Records for this task |

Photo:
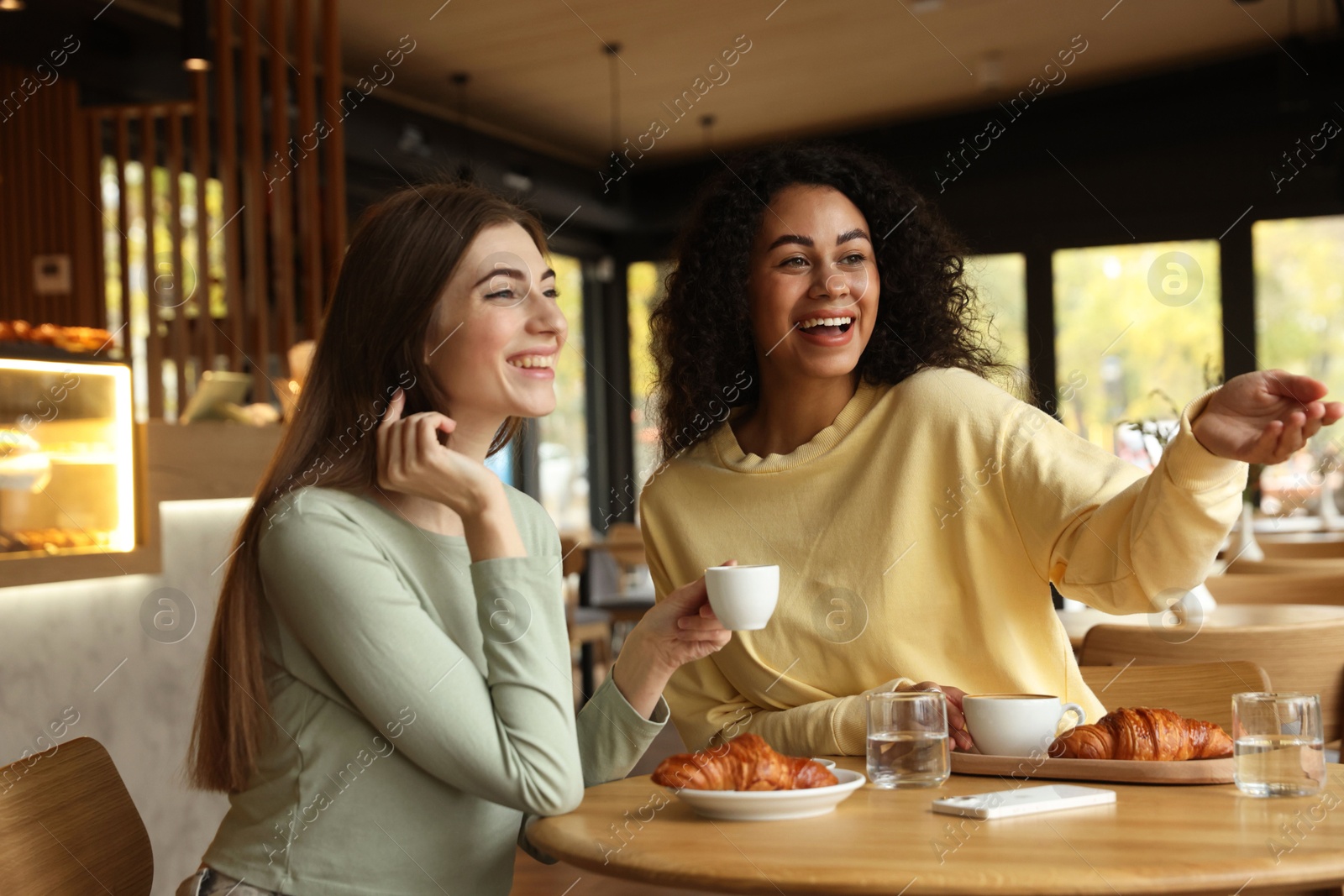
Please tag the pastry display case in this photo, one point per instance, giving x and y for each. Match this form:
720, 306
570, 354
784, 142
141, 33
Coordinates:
67, 468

Exercise brief | An exact copy of the listing above is to be set down, with no pictures in it.

Result of this exercise |
Photo:
Please tag the pastry display case in this photo, one point per instance, giving x and y for each. Match this form:
720, 306
570, 354
784, 142
141, 33
Coordinates:
67, 468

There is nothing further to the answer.